(Supplied data Opens)

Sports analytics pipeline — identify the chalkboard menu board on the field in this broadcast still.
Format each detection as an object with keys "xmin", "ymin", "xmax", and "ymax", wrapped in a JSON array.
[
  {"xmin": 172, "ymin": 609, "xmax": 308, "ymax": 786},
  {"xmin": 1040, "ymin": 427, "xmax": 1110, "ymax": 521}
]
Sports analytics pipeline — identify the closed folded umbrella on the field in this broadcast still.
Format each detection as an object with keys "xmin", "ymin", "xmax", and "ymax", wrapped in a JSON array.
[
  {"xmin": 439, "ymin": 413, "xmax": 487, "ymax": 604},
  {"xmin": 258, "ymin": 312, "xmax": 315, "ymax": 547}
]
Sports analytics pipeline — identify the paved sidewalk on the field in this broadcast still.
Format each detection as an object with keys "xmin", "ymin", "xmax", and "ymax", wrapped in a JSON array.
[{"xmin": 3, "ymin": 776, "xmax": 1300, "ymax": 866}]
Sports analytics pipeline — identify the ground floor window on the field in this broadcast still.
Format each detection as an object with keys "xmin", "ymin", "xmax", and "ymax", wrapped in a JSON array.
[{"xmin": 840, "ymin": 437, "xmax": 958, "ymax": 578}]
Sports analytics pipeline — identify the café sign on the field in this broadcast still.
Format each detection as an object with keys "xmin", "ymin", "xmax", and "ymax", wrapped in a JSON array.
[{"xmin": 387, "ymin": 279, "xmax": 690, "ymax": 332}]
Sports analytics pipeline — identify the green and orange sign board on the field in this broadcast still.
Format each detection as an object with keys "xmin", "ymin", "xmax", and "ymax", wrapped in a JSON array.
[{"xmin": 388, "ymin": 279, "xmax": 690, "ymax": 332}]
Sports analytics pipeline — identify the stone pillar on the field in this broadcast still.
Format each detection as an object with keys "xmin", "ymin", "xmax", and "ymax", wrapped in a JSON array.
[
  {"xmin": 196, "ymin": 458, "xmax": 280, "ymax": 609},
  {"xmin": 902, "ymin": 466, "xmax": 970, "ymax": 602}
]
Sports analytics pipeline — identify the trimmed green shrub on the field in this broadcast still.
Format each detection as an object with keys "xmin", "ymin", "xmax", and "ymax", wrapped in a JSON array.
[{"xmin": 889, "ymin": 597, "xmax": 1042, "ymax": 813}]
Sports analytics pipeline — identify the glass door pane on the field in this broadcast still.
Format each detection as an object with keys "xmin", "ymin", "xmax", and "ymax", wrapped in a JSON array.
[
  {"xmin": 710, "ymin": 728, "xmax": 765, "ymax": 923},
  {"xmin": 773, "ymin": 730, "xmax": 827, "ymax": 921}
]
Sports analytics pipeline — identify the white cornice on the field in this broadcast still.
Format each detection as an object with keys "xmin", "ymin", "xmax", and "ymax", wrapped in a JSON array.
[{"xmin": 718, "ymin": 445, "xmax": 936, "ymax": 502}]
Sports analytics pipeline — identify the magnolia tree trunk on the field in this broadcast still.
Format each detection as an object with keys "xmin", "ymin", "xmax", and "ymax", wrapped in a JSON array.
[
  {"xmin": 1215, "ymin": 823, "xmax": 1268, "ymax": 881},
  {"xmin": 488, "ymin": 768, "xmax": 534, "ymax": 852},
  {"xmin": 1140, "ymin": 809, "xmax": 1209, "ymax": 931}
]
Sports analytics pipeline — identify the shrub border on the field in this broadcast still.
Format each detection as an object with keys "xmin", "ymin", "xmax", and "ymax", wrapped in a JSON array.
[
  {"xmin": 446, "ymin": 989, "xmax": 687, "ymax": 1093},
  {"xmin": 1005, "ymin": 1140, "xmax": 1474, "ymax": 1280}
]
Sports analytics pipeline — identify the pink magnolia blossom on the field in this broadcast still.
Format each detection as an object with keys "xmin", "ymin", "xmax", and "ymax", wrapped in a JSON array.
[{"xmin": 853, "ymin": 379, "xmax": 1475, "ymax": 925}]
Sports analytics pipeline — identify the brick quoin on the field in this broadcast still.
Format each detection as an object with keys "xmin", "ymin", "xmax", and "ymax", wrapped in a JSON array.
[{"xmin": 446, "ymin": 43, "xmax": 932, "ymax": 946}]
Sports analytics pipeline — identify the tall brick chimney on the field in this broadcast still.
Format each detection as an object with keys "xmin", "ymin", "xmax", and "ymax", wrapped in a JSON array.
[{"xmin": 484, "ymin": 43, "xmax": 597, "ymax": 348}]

(Supplied data Closes)
(Supplied data Opens)

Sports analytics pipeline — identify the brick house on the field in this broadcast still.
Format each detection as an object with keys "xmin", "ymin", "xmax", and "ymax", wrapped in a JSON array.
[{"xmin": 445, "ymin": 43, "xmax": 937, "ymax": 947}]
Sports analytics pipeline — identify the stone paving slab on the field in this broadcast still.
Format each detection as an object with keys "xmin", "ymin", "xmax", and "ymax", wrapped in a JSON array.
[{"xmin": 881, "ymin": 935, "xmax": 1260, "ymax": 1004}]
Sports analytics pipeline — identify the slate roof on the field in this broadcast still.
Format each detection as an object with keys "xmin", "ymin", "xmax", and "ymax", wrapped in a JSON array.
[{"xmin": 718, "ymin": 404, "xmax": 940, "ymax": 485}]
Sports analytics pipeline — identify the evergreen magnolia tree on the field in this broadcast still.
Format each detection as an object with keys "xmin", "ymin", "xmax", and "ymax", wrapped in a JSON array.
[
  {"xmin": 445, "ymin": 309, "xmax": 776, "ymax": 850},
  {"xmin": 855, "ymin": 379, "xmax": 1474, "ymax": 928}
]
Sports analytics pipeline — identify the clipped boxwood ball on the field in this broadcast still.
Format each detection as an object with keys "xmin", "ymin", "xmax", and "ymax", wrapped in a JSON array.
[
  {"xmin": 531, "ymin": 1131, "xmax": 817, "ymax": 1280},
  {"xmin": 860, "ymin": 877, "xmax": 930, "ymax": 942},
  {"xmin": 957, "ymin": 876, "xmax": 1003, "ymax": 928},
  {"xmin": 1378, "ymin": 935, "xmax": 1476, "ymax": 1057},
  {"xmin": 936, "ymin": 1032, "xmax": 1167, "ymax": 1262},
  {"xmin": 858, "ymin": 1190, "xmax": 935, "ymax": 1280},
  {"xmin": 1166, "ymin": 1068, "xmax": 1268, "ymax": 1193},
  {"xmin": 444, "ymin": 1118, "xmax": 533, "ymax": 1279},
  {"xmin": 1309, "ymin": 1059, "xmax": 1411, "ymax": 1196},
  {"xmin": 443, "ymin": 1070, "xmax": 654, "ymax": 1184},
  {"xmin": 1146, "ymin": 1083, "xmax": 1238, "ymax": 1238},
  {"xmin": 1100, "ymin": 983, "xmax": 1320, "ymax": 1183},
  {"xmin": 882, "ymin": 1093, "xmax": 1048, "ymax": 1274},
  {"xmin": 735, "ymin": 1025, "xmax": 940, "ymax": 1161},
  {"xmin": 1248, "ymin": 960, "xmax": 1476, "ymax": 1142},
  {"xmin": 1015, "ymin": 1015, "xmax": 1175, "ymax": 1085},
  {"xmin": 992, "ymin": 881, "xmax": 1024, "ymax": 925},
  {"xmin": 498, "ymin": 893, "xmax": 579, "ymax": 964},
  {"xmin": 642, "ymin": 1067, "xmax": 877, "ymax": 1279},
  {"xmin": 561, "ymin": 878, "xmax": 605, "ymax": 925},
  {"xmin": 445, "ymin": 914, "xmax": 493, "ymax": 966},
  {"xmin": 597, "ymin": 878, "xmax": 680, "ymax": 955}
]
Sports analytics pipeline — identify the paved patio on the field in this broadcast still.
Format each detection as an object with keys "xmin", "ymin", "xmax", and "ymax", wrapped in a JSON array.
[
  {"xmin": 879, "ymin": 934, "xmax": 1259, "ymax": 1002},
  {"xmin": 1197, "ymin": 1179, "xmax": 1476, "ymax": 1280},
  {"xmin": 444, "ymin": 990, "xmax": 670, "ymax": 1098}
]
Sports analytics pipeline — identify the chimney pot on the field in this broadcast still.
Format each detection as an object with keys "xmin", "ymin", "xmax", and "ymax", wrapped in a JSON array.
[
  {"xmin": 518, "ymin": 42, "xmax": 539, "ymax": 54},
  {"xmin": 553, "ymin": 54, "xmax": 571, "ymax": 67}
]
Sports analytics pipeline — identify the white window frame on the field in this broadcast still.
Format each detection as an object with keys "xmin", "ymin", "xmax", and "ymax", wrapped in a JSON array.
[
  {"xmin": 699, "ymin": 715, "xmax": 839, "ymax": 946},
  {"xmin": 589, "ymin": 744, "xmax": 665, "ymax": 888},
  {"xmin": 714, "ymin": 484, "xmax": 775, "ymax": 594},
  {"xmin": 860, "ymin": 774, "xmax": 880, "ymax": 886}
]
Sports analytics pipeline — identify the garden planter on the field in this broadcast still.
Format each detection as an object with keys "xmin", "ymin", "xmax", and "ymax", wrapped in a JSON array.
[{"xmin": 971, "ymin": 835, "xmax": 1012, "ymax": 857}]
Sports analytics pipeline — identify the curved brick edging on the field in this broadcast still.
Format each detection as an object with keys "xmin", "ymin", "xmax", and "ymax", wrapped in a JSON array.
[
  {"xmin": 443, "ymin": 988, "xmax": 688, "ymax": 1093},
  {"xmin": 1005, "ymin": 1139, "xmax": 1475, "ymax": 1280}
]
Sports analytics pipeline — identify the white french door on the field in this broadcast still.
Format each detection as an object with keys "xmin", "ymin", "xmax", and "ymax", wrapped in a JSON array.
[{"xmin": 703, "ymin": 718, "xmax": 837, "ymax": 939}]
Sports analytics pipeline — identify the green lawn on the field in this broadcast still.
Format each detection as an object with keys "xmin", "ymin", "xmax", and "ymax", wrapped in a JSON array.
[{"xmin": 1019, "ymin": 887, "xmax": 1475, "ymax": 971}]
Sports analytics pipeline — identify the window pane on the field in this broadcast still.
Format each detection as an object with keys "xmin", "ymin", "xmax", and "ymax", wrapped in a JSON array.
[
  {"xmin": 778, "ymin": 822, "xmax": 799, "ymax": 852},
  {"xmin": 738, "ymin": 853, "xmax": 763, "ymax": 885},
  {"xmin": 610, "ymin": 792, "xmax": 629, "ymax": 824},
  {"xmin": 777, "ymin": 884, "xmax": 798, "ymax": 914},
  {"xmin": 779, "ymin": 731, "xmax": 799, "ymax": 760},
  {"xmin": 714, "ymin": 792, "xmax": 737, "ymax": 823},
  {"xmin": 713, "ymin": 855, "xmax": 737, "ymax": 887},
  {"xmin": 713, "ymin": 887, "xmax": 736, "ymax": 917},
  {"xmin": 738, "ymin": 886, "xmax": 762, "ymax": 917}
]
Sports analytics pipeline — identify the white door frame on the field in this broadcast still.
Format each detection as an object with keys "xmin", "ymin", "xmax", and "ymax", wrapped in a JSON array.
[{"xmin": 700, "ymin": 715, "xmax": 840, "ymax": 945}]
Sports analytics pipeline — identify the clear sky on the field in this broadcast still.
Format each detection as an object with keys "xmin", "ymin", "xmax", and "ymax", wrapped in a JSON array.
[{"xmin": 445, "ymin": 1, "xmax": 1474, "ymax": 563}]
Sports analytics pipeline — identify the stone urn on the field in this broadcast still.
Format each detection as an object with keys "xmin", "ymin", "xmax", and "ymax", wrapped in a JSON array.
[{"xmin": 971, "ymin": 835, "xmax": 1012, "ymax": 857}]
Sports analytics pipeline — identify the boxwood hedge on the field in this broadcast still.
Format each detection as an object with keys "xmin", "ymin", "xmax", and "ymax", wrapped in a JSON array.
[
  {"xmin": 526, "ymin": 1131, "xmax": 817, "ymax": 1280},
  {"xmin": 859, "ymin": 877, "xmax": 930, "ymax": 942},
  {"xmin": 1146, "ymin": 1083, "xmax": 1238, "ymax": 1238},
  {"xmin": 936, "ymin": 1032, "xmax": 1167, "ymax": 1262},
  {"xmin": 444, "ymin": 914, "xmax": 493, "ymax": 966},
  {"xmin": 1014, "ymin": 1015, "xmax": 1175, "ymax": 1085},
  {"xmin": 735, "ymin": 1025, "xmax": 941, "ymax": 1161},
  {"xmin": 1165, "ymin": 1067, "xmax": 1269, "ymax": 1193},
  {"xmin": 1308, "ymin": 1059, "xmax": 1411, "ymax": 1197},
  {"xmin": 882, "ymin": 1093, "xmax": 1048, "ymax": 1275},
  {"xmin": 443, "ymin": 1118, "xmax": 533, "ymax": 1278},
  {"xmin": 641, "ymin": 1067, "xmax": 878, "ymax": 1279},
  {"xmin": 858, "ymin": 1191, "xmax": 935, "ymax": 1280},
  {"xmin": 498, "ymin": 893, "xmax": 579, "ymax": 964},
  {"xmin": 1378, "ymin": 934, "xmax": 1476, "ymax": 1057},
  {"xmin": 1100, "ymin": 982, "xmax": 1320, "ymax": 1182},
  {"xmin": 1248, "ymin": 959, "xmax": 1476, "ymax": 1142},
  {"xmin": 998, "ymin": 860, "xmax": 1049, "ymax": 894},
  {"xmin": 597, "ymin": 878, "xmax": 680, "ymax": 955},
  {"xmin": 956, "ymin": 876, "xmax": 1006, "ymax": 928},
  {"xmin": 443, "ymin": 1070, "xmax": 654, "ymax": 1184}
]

(Supplied data Closes)

*Problem*: Would you copy out exactly the lines above that start at the one containing "Sports analytics pipeline — identify the trimmed" and end at the one containing "Sports analytics pipeline — identify the brick quoin", inclusive?

*Response area*:
Sports analytics pipeline — identify the trimmed green shrub on the field in this broadcast still.
Format each detection as an object with keys "xmin", "ymin", "xmax", and "ymax", wrapped in a JSON array.
[{"xmin": 889, "ymin": 597, "xmax": 1042, "ymax": 813}]
Sports analytics pipeline — identify the glass door pane on the field in this broadcast still.
Format each detection as an object with keys "xmin", "ymin", "xmax", and "ymax", wrapped in a JSON array.
[
  {"xmin": 710, "ymin": 728, "xmax": 765, "ymax": 923},
  {"xmin": 773, "ymin": 730, "xmax": 827, "ymax": 921}
]
Sports analytics pipeline — identify the white cornice on the field in this broadcast still.
Format each detection as an object with keys "xmin", "ymin", "xmax", and "ymax", wrapped in a JSON array.
[{"xmin": 718, "ymin": 445, "xmax": 936, "ymax": 502}]
Sports analytics pipeline — identify the magnolia tree trunk on the field in this broadcast still.
Format each detection as an object with keys "xmin", "ymin", "xmax", and "ymax", wrapped in a JSON array.
[
  {"xmin": 1215, "ymin": 823, "xmax": 1268, "ymax": 881},
  {"xmin": 488, "ymin": 768, "xmax": 534, "ymax": 852},
  {"xmin": 1140, "ymin": 809, "xmax": 1209, "ymax": 931}
]
Sports analytics pipeline — identify the shrub border on the field in this broadcast still.
Format each detection as an object with keys "xmin", "ymin", "xmax", and "ymax", wrapped in a JSON array.
[
  {"xmin": 446, "ymin": 989, "xmax": 687, "ymax": 1093},
  {"xmin": 1005, "ymin": 1140, "xmax": 1474, "ymax": 1280}
]
Sports analytics pipeline — identify the pink magnolia blossom on the field in this broadcast still.
Format each detection as an object with keys "xmin", "ymin", "xmax", and "ymax", wrapped in a JSON array.
[{"xmin": 853, "ymin": 379, "xmax": 1475, "ymax": 925}]
Sports analytics pipeline — identify the brick quoin on the field in this broadcast still.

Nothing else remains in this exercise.